Image point grounding data:
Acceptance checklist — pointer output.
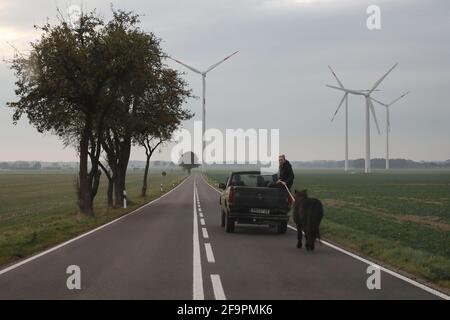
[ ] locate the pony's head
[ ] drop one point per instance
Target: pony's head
(300, 195)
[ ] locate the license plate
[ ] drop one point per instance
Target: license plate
(258, 210)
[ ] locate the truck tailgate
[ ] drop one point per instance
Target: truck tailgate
(245, 198)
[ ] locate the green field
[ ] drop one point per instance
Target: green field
(38, 209)
(401, 218)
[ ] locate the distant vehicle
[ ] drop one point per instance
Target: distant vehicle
(250, 197)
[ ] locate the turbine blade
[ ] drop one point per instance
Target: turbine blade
(187, 66)
(221, 61)
(378, 101)
(340, 104)
(403, 95)
(382, 78)
(345, 90)
(372, 109)
(336, 77)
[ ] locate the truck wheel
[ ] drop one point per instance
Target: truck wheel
(222, 219)
(282, 227)
(229, 225)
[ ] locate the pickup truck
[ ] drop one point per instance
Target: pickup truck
(249, 197)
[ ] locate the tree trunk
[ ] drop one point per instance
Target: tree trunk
(122, 165)
(144, 183)
(109, 192)
(85, 201)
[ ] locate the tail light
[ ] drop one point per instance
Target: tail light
(230, 195)
(289, 200)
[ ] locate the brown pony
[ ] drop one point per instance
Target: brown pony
(308, 213)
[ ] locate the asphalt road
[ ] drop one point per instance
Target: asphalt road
(174, 248)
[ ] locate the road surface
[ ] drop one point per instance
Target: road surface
(174, 248)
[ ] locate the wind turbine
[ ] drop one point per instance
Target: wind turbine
(345, 97)
(203, 74)
(369, 108)
(388, 123)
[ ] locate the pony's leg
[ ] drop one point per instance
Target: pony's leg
(299, 236)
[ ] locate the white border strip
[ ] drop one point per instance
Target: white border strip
(18, 264)
(219, 294)
(392, 273)
(197, 282)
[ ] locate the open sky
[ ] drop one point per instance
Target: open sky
(278, 78)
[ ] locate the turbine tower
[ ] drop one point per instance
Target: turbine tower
(369, 109)
(388, 123)
(203, 74)
(345, 97)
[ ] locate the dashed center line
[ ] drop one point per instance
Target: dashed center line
(219, 294)
(197, 287)
(209, 253)
(205, 233)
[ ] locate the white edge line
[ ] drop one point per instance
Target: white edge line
(197, 278)
(38, 255)
(392, 273)
(209, 253)
(219, 294)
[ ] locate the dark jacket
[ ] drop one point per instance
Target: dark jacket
(286, 174)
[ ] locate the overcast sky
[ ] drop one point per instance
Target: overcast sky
(278, 78)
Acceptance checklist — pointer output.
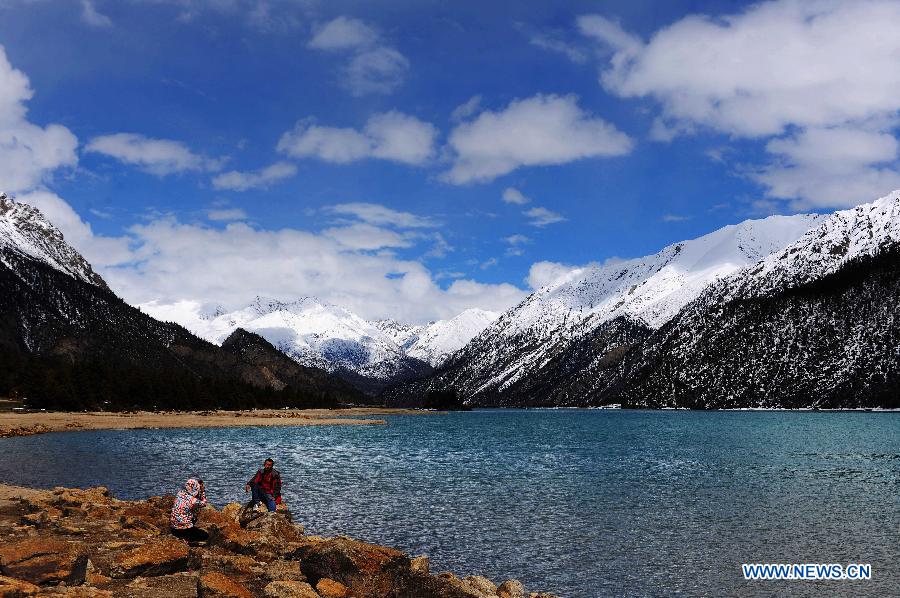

**Task to complete:**
Leave nothing out but the pictures when transcribing the records.

**Response:**
Acceptance checklist — pointer output.
[ ] locate the pony's head
[ ] drop one point per instance
Target: pony's head
(300, 195)
[ ] locate the license plate
[ ] drop one point per instance
Target: license plate
(258, 210)
[ ] locate the truck tailgate
[ ] drop one point per instance
Target: truck tailgate
(245, 198)
[ ] locate the green field
[ ] drop one point per instance
Target: green field
(38, 209)
(401, 218)
[ ] locate the distant vehicle
[ ] drop one point per instance
Target: distant vehicle
(250, 197)
[ ] locate the turbine blade
[ ] drop one point per instance
Target: turbine blade
(187, 66)
(221, 61)
(378, 101)
(340, 104)
(403, 95)
(382, 78)
(345, 90)
(372, 109)
(336, 77)
[ ] locate the truck wheel
[ ] drop one point per instance
Target: truck wheel
(222, 219)
(282, 227)
(229, 225)
[ ] locate the pickup truck
[ ] drop one point per instance
Target: pickup truck
(249, 197)
[ ] locate the tree trunk
[ ] drop one point per instance
Target: tree trunk
(122, 165)
(144, 183)
(109, 192)
(85, 201)
[ ] locate the tail light
[ ] drop one point per instance
Target: tail light
(230, 195)
(289, 200)
[ ] locate the brown pony
[ ] drop one point per instance
Target: brown pony
(308, 213)
[ ] locate the asphalt road
[ ] drop one point per instance
Target: asphalt road
(174, 248)
[ ] locate the road surface
[ ] drop one point per instance
Target: road surface
(174, 248)
[ ] locate the wind turbine
[ ] drop one point per instance
Target: wind turbine
(345, 97)
(203, 74)
(369, 108)
(388, 123)
[ ] locate the pony's leg
[ ] drop one point per instance
Target: pony's leg
(299, 236)
[ ] locate the white border strip
[ ] drop one point per instance
Target: white border strip
(18, 264)
(219, 294)
(392, 273)
(197, 282)
[ ] locate the open sky
[ ] drop one point per instance
Target: open sky
(278, 78)
[ ] locate the turbine tower
[ ] drop one point per instance
Target: turbine tower
(369, 109)
(388, 123)
(203, 74)
(345, 97)
[ ] locate the dashed center line
[ ] drop one point per instance
Target: dashed center line
(219, 294)
(197, 287)
(209, 253)
(205, 233)
[ ] locate the white edge line
[ ] drop one point per instance
Target: white edge line
(197, 278)
(38, 255)
(392, 273)
(209, 253)
(219, 294)
[ ] locate the dark jacket
[ ] drop one point per instance
Target: dark jacket
(286, 174)
[ ] locate the overcast sky
[ ] drop one point per instance
Target: overcast sky
(278, 78)
Acceptance checklist — pointer output.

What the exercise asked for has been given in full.